Work to be completed: In the interview about "Dying in Boulder," rewrite the passage from "Like me, he" up to and including "at the time.", changing "mysticism" to "philosophy".

Document excerpt:
__________________________________________________
Dying in Boulder” is a new play being performed in NYC’s La MaMa that was written by playwright Linda Faigao-Hall and directed by Ian Morgan. The show will preview on February 28 and open on March 3, 2019.

“Dying in Boulder” centers on a white American woman who identifies as a Buddhist. Living in the city of Boulder, Colorado, the woman and her mixed-Filipino family must cope with arranging the rotes of her impending funeral. Despite dealing with the somber topic of death, this play is a comedy that explores the cultural confusion that occurs in America when it comes to the processes of aging, death, and human’s inability to control the inevitable.

Recently playwright Linda Faigao-Hall discussed this play and more in an exclusive interview.

Plays, theater, humor, and death

Meagan Meehan (MM): How did you get into the theater and what inspired “Dying in Boulder”?

Linda Faigao-Hall (LFH): I’ve been writing plays since I was a child in the Philippines. It was always a passion. I continued to pursue it when I immigrated in 1971. My first production was in 1984. I haven’t stopped writing. “Dying in Boulder” was inspired by a Caucasian-American sister-in-law who was a baptized Buddhist who, along with my brother, taught tai-chi at Naropa University in Boulder, Colorado. She was diagnosed with breast cancer, and I was there attending to her care during her last week.

She arranged for Tibetan Buddhist funeral rites; at that time, I was a practicing Catholic and was directly involved with the rituals. I was both fascinated and appalled.

MM: The play centers on a woman who is a Buddhist, are you a follower of that religion?

LFH: No. My brother was a baptized Buddhist who also taught tai chi at Naropa.

Like me, he was born and raised a Catholic until he immigrated to the US in the 70’s. I fell under his influence, but I never became a Buddhist like he did. I simply “dabbled” in Asian mysticism, like many “hippies” at the time.
__________________________________________________
Dataset extract:

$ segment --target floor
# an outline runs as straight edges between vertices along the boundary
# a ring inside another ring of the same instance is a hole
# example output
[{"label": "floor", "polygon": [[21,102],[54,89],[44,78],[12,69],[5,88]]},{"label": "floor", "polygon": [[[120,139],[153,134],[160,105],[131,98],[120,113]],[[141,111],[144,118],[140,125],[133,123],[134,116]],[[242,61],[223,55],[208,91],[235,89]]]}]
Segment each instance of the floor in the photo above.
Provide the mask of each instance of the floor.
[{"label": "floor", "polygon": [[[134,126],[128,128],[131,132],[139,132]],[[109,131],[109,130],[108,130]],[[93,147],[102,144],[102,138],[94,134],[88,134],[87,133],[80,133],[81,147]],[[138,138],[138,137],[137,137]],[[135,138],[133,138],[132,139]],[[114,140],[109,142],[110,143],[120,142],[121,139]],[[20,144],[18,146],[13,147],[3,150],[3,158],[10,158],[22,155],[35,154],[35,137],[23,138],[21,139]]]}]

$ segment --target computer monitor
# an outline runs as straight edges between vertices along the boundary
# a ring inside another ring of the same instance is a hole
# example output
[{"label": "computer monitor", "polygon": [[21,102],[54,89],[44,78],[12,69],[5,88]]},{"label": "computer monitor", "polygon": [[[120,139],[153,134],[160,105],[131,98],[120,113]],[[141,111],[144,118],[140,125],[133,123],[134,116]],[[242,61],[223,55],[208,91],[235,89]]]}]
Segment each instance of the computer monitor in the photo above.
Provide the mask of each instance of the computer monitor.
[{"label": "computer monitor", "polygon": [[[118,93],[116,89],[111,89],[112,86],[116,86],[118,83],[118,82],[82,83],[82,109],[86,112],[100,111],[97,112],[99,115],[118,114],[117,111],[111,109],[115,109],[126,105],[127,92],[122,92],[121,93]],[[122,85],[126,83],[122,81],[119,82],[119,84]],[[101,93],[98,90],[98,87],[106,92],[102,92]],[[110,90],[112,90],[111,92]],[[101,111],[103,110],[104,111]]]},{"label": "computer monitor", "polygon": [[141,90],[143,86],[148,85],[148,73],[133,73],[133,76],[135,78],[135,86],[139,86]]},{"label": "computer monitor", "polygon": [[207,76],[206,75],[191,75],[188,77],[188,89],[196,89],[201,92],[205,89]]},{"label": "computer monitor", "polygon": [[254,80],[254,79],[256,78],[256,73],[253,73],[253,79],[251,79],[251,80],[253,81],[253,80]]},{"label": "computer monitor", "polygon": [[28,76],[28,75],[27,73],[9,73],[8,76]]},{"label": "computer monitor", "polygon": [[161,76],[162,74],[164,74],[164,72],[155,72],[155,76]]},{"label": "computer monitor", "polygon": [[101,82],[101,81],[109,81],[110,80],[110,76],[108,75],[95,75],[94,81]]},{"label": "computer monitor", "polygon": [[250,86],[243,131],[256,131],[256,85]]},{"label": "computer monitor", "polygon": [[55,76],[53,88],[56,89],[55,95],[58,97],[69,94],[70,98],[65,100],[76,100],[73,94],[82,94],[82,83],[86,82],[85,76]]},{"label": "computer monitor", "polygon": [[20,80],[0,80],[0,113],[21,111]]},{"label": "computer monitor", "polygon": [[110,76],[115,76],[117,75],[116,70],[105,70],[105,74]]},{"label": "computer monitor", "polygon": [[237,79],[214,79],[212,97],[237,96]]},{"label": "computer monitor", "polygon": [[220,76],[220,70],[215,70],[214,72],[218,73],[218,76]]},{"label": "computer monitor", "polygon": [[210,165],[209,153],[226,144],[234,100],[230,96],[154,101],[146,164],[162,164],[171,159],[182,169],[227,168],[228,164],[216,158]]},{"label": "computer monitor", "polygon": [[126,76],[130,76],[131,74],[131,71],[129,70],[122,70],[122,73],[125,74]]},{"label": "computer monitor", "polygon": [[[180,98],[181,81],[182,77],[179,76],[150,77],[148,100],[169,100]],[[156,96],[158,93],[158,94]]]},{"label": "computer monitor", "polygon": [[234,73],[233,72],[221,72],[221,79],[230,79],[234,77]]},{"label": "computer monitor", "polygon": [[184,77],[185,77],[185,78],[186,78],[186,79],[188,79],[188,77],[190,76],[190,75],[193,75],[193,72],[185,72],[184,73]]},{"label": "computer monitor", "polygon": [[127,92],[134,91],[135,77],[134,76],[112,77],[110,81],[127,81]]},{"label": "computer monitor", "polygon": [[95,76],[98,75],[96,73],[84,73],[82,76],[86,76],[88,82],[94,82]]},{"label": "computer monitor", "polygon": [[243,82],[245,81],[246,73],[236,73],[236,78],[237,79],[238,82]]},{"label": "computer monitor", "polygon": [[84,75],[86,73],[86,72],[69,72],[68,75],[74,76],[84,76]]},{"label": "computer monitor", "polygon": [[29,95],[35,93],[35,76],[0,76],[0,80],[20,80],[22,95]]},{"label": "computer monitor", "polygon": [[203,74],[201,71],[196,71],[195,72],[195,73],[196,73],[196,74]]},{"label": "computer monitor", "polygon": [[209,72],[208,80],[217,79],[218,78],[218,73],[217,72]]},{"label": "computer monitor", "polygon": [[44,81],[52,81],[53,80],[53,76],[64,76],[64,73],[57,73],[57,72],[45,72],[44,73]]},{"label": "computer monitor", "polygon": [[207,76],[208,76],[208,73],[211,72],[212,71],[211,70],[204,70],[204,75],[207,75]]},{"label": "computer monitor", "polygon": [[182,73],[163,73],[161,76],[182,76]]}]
__________________________________________________
Your solution:
Like me, he was born and raised a Catholic until he immigrated to the US in the 70’s. I fell under his influence, but I never became a Buddhist like he did. I simply “dabbled” in Asian philosophy, like many “hippies” at the time.